[begin MATERIAL FOR THIS EXERCISE]

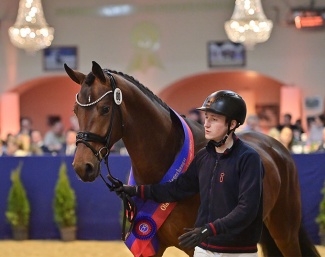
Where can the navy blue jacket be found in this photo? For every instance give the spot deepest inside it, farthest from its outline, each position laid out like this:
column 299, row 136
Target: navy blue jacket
column 231, row 193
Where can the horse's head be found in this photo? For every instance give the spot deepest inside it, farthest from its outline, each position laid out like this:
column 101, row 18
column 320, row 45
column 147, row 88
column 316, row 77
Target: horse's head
column 98, row 110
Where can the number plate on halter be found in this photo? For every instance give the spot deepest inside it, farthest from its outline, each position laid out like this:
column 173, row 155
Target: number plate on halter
column 118, row 96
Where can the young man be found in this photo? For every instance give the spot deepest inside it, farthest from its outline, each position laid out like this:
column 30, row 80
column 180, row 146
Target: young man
column 228, row 174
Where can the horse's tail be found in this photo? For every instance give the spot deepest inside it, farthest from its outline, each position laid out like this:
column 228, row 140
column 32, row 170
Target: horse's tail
column 270, row 249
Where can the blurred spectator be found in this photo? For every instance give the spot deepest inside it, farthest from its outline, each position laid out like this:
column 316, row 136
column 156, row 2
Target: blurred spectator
column 287, row 122
column 54, row 138
column 37, row 146
column 286, row 138
column 315, row 135
column 16, row 146
column 298, row 130
column 25, row 126
column 70, row 142
column 321, row 148
column 195, row 115
column 252, row 123
column 2, row 148
column 275, row 133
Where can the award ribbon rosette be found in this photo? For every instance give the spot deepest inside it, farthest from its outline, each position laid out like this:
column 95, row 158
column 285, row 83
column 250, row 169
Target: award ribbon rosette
column 151, row 215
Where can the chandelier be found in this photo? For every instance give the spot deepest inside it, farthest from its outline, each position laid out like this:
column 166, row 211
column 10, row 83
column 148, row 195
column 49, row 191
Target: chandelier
column 30, row 31
column 248, row 23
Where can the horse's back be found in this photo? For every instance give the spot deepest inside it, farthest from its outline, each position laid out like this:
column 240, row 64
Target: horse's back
column 282, row 205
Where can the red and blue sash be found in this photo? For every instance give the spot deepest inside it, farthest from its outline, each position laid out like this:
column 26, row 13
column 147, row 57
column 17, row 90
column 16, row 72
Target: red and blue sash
column 151, row 215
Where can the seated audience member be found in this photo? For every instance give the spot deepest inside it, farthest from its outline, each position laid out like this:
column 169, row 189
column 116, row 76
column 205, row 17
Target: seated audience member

[end MATERIAL FOR THIS EXERCISE]

§ SHORT EXERCISE
Give back every item above word for word, leaving out the pictures.

§ RESPONSE FOR THIS EXERCISE
Where can the navy blue jacket be found in this photo? For every instance give the spot deepest inside it, farthest from its outline, each position laid out like this:
column 299, row 136
Target: navy blue jacket
column 231, row 193
Where can the horse's head be found in this photo? For every instance give the spot deepest inside it, farthest from its outline, each position laid out like this:
column 101, row 18
column 320, row 45
column 147, row 88
column 316, row 77
Target: horse's head
column 98, row 110
Where can the number plate on halter be found in this photo? For every instance give the spot deepest inside it, farthest from its outline, each position laid out like this:
column 173, row 155
Target: number plate on halter
column 118, row 96
Where can the young man be found in this photo? For every instance give the spot deepest inside it, farthest from its outline, each position laid out like this:
column 30, row 80
column 180, row 146
Target: young man
column 228, row 174
Where can the horse's tail be found in this photo? For every instance give the spot deepest inside it, farthest from its outline, each position laid out like this:
column 228, row 140
column 32, row 170
Target: horse's tail
column 270, row 249
Where can the blurred spectator be found in this photo? For every instance give the spot deepest inside it, farthest from its outline, each position laid out like this:
column 316, row 136
column 156, row 2
Target: blurred spectator
column 287, row 122
column 54, row 138
column 37, row 146
column 286, row 138
column 315, row 135
column 16, row 146
column 298, row 130
column 25, row 126
column 70, row 142
column 321, row 148
column 195, row 115
column 252, row 123
column 2, row 148
column 275, row 133
Where can the award ribbon rosette be found in this photo? For every instance give the spot deepest inside it, farthest from its outline, each position laid out like this:
column 95, row 158
column 285, row 83
column 250, row 169
Target: award ribbon rosette
column 151, row 215
Where can the chandelier be found in this photo? For every instance give the spot deepest inside it, farthest from its outline, each position laid out like this:
column 166, row 211
column 10, row 83
column 148, row 195
column 49, row 191
Target: chandelier
column 30, row 31
column 248, row 23
Where can the horse's back be found in this photo? For every instance give the spot deepest inside it, farthest from its outline, each position laid out like this:
column 240, row 64
Target: horse's back
column 282, row 205
Where can the red and blue sash be found in this photo? For every instance give the spot deepest inside it, farthest from its outline, each position laid out like this:
column 26, row 13
column 147, row 57
column 17, row 90
column 16, row 72
Target: red and blue sash
column 151, row 215
Where can the seated audience member be found in this photo? For every instance give the spot deepest inside it, farthest from its outline, each position laid out like this:
column 169, row 189
column 116, row 76
column 205, row 17
Target: seated audience member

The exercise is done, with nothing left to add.